=== THE PROBLEM ===
Copy the listing below verbatim, leaving out the pictures.

=== EXTRACTED ENTRIES ===
============================================================
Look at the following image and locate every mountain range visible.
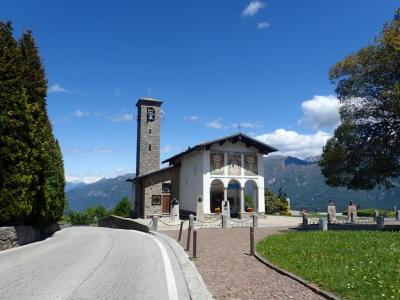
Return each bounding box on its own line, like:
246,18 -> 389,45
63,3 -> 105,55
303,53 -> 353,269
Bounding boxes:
66,155 -> 400,211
============================================================
=== EXERCISE ANSWER ===
Look at the following image and locate every mountain range visible.
Return each bounding box on its own line, like:
246,18 -> 389,45
63,3 -> 105,55
303,53 -> 353,269
Bounding boxes:
66,155 -> 400,211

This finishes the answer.